Work required: Report every line in the rows below that contains the word "notepad". Reproduce each such line in full.

Data items
* Start *

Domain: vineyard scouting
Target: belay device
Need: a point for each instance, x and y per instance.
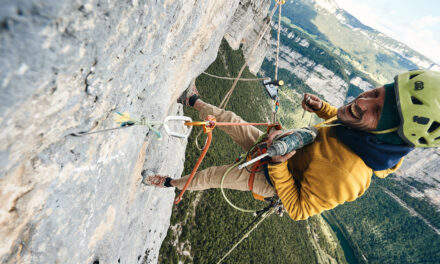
(283, 145)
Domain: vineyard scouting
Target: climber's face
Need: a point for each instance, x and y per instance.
(363, 113)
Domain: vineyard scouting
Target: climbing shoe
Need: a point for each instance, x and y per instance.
(157, 181)
(190, 95)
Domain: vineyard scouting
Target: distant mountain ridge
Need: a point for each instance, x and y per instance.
(369, 50)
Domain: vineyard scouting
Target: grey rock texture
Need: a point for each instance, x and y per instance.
(68, 66)
(245, 28)
(423, 166)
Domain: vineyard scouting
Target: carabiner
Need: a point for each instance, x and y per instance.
(177, 118)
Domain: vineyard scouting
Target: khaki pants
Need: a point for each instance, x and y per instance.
(245, 137)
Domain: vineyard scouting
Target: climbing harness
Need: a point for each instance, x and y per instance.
(208, 125)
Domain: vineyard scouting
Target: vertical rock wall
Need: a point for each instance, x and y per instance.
(67, 66)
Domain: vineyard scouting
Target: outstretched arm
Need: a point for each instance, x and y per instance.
(312, 103)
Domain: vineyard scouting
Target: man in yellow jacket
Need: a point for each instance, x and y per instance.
(337, 167)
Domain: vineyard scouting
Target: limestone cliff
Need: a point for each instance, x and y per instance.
(67, 66)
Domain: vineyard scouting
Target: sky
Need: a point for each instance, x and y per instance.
(415, 23)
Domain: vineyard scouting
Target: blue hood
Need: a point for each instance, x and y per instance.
(376, 154)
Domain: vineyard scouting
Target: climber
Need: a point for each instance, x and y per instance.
(373, 134)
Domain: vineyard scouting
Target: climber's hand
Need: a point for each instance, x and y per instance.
(279, 159)
(311, 103)
(279, 134)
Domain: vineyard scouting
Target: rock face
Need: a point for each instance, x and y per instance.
(247, 24)
(68, 66)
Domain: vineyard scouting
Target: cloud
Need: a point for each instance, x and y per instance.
(428, 21)
(421, 34)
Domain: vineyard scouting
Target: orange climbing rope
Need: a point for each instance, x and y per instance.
(208, 125)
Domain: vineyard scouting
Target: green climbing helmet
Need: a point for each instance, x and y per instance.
(418, 102)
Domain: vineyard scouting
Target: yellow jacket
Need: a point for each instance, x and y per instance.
(321, 175)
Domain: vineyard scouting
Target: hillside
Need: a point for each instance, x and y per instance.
(68, 67)
(401, 211)
(367, 49)
(203, 225)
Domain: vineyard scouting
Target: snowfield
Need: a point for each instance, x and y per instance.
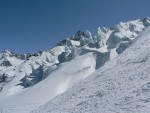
(106, 73)
(120, 86)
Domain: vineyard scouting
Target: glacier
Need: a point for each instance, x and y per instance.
(84, 73)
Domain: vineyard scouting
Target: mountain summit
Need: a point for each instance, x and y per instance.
(104, 73)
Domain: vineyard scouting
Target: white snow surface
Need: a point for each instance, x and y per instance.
(28, 81)
(122, 85)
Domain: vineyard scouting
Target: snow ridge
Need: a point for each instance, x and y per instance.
(62, 66)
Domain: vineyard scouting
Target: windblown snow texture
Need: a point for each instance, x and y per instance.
(105, 73)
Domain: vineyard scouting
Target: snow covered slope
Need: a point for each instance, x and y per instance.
(120, 86)
(28, 81)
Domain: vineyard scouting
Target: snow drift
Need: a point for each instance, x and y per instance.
(27, 81)
(120, 86)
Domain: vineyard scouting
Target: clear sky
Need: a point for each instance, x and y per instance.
(33, 25)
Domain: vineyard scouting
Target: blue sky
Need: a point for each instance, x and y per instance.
(33, 25)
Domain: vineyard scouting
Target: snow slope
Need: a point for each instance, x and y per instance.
(121, 86)
(27, 81)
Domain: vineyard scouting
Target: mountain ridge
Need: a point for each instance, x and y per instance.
(21, 75)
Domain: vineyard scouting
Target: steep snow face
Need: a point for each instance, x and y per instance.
(120, 86)
(56, 83)
(20, 74)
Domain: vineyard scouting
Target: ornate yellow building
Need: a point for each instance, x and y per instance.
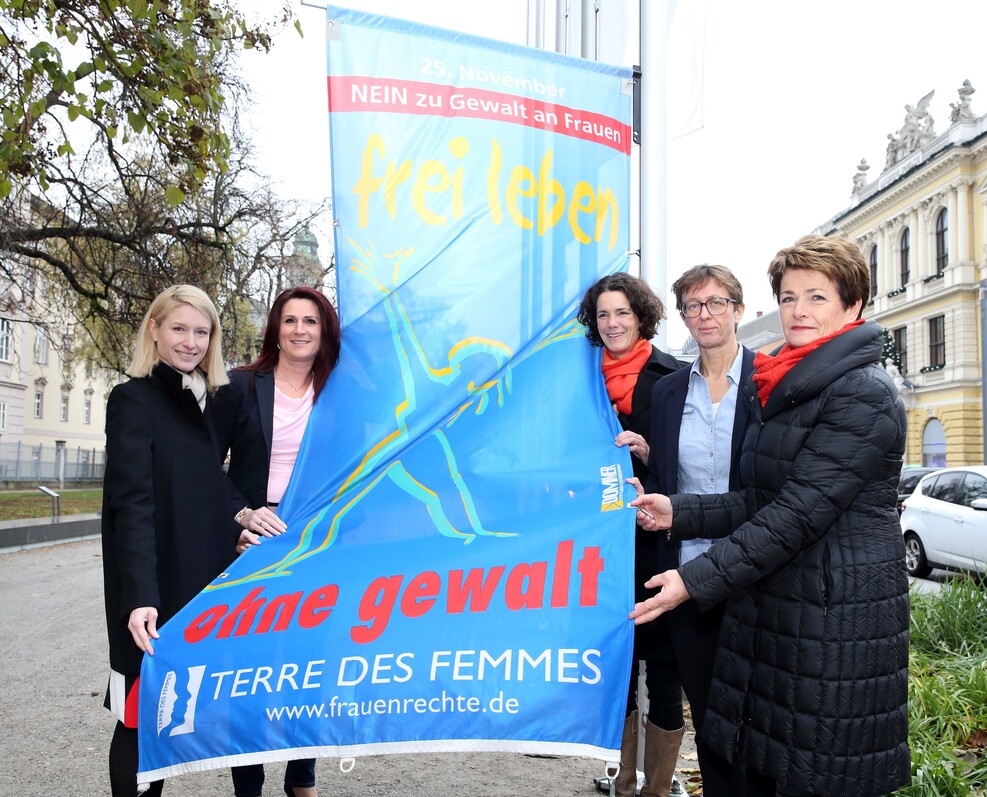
(921, 225)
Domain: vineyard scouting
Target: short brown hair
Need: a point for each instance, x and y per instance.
(697, 276)
(646, 305)
(837, 258)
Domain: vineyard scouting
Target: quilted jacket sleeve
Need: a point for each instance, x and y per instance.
(812, 463)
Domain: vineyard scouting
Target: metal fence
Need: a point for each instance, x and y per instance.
(50, 463)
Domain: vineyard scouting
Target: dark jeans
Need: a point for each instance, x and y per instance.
(695, 638)
(248, 780)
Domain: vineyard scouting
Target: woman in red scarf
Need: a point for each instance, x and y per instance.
(810, 680)
(621, 314)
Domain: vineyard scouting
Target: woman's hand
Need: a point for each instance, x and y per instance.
(673, 592)
(262, 522)
(638, 445)
(143, 626)
(654, 511)
(246, 540)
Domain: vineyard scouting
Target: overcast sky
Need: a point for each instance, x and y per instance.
(795, 94)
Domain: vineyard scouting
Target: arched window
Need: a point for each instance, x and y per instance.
(942, 240)
(934, 444)
(903, 254)
(873, 272)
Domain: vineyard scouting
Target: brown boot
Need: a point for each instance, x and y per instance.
(661, 753)
(626, 784)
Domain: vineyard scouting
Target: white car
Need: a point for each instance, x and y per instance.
(944, 521)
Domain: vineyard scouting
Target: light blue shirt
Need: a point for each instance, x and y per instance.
(705, 438)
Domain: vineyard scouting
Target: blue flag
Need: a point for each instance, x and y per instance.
(457, 570)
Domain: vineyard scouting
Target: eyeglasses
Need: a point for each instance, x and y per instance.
(716, 306)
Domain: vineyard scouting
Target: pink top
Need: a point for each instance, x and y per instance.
(290, 417)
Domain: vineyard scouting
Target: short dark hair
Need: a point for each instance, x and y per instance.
(837, 258)
(644, 302)
(697, 276)
(329, 341)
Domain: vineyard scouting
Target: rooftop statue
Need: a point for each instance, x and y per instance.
(917, 130)
(961, 111)
(860, 178)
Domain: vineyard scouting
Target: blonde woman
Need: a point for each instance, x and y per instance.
(166, 519)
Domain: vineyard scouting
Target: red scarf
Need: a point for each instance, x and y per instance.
(770, 369)
(621, 374)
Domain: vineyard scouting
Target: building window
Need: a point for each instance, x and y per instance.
(40, 346)
(934, 444)
(942, 240)
(903, 253)
(6, 339)
(900, 336)
(937, 341)
(873, 272)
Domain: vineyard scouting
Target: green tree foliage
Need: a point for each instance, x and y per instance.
(127, 67)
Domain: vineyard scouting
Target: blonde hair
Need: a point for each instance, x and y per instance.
(146, 354)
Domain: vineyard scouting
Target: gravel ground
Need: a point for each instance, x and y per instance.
(55, 733)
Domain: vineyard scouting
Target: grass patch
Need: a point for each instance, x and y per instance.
(947, 691)
(22, 504)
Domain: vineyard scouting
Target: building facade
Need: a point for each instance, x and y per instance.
(51, 405)
(921, 227)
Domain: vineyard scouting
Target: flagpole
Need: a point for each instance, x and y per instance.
(653, 207)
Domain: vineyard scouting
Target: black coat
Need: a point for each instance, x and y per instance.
(165, 525)
(667, 408)
(243, 412)
(658, 366)
(810, 682)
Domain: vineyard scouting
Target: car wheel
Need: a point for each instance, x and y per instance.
(915, 561)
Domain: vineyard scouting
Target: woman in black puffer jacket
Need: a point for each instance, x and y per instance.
(810, 687)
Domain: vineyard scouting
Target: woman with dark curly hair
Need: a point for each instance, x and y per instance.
(810, 683)
(261, 417)
(621, 314)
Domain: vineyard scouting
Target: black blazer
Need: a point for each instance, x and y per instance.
(166, 522)
(657, 369)
(667, 406)
(243, 412)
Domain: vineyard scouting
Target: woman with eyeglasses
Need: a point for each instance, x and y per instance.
(621, 314)
(810, 684)
(698, 423)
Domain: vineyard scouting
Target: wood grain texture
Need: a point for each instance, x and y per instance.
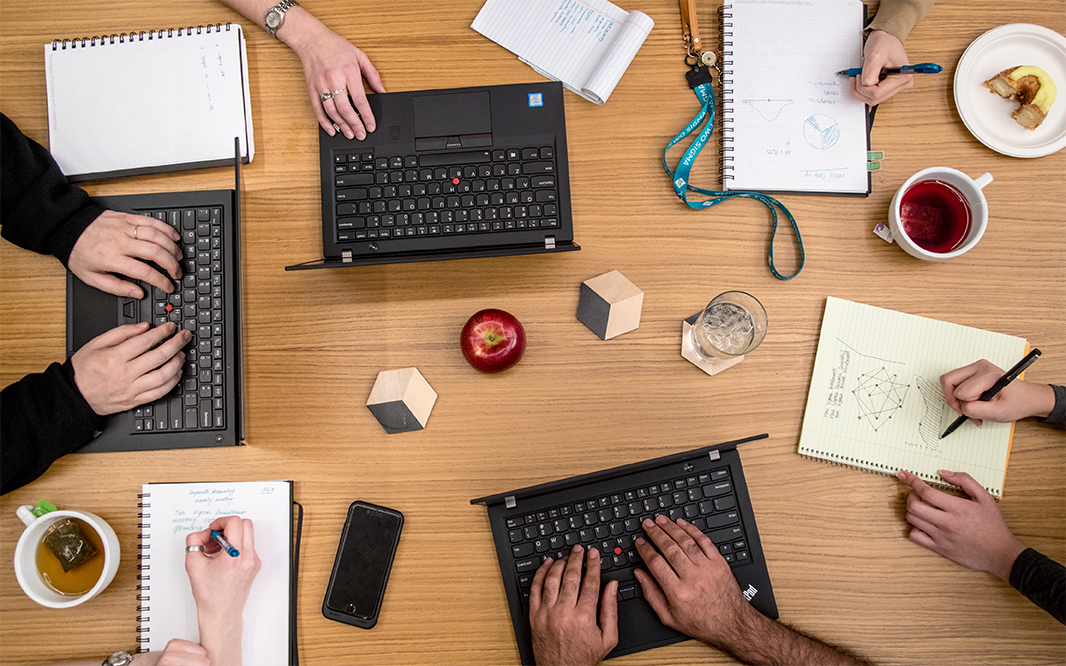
(835, 538)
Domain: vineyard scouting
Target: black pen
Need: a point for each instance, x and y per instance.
(996, 388)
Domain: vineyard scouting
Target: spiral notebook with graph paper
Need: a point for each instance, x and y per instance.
(168, 512)
(789, 123)
(875, 401)
(148, 102)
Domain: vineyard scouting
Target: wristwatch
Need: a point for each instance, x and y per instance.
(276, 16)
(122, 658)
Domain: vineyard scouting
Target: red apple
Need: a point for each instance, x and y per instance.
(493, 340)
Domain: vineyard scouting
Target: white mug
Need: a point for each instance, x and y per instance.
(26, 555)
(971, 191)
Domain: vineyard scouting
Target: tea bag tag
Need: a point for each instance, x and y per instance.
(883, 230)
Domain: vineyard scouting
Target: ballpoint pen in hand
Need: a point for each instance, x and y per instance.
(1010, 376)
(887, 71)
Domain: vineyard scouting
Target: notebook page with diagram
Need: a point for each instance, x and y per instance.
(789, 123)
(875, 401)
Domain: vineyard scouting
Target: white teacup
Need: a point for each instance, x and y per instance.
(26, 555)
(971, 191)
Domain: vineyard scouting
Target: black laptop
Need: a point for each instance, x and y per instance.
(206, 407)
(606, 509)
(450, 174)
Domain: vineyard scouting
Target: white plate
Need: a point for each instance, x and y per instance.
(987, 115)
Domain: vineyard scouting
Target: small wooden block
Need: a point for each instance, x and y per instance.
(401, 400)
(710, 366)
(610, 305)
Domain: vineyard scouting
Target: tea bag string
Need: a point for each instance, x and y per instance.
(705, 92)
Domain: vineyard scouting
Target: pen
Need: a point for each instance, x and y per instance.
(226, 546)
(887, 71)
(996, 388)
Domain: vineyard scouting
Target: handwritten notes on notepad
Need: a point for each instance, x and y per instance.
(792, 123)
(585, 44)
(173, 510)
(875, 400)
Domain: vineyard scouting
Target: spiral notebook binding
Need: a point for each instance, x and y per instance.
(725, 136)
(62, 45)
(143, 566)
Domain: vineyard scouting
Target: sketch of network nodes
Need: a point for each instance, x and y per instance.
(932, 421)
(769, 109)
(821, 131)
(879, 394)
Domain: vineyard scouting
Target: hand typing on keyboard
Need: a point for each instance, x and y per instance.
(122, 243)
(563, 612)
(129, 366)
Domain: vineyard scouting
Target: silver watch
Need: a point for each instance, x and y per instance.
(122, 658)
(275, 17)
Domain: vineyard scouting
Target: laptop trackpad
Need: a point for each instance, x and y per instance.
(452, 114)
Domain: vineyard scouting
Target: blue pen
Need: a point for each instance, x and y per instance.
(887, 71)
(226, 546)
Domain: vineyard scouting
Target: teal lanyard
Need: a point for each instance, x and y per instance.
(706, 94)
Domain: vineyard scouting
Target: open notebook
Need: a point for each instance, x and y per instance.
(789, 123)
(167, 611)
(875, 401)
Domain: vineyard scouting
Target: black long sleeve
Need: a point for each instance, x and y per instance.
(1043, 581)
(38, 209)
(42, 418)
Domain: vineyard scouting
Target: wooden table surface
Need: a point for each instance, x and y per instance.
(835, 538)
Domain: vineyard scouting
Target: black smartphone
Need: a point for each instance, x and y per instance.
(361, 568)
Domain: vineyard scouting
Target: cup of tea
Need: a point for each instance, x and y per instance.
(50, 558)
(939, 213)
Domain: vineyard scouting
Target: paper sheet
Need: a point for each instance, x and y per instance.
(173, 510)
(585, 44)
(875, 400)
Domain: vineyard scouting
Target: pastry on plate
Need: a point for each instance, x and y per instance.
(1030, 86)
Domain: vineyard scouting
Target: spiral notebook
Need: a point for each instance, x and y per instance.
(875, 401)
(148, 102)
(789, 123)
(168, 512)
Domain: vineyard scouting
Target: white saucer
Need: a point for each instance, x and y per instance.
(986, 114)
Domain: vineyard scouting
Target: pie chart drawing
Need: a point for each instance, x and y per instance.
(821, 131)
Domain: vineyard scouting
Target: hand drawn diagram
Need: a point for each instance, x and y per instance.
(821, 131)
(769, 109)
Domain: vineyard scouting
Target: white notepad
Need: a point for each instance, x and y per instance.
(790, 124)
(149, 102)
(170, 512)
(585, 44)
(875, 401)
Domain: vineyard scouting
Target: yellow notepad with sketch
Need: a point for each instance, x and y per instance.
(875, 401)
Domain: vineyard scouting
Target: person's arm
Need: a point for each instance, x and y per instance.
(221, 586)
(1018, 400)
(330, 64)
(563, 612)
(692, 590)
(884, 48)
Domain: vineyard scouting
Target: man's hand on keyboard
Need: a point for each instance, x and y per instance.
(129, 366)
(563, 612)
(122, 243)
(693, 589)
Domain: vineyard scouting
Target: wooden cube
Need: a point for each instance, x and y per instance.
(610, 305)
(401, 400)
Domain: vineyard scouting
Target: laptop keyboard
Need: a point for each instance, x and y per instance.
(612, 523)
(472, 192)
(197, 403)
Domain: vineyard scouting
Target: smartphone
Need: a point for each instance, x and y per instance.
(368, 545)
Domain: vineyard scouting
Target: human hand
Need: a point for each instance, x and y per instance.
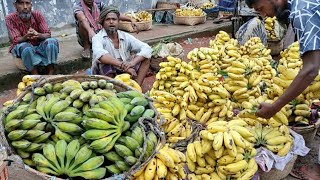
(266, 110)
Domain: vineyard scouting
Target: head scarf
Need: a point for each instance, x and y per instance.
(106, 10)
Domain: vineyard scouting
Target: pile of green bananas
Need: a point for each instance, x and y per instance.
(70, 159)
(136, 105)
(128, 150)
(91, 112)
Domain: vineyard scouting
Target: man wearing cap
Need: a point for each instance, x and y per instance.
(113, 49)
(31, 38)
(86, 13)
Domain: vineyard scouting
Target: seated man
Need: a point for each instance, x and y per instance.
(31, 38)
(112, 50)
(86, 13)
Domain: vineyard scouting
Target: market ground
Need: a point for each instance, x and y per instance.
(188, 37)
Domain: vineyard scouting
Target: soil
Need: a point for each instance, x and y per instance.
(309, 161)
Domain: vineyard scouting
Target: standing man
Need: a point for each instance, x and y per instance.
(31, 38)
(113, 49)
(305, 18)
(86, 13)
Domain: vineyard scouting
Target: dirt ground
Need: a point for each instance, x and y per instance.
(310, 161)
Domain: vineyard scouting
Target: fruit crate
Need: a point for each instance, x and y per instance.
(147, 124)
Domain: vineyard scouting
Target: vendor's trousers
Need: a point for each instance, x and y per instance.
(44, 54)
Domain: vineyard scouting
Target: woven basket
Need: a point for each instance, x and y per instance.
(308, 132)
(276, 47)
(147, 124)
(275, 174)
(166, 5)
(18, 63)
(189, 20)
(142, 26)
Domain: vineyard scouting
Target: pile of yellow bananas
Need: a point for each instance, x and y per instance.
(190, 12)
(141, 16)
(276, 139)
(224, 151)
(207, 5)
(167, 164)
(269, 25)
(126, 78)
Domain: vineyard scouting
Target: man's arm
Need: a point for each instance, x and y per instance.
(310, 69)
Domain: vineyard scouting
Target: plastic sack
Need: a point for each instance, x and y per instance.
(268, 160)
(170, 49)
(253, 28)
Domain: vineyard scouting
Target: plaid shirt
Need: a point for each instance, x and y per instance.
(17, 28)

* End *

Task output:
Target: handwritten notes on notepad
Target: white notepad
Target: yellow notepad with sketch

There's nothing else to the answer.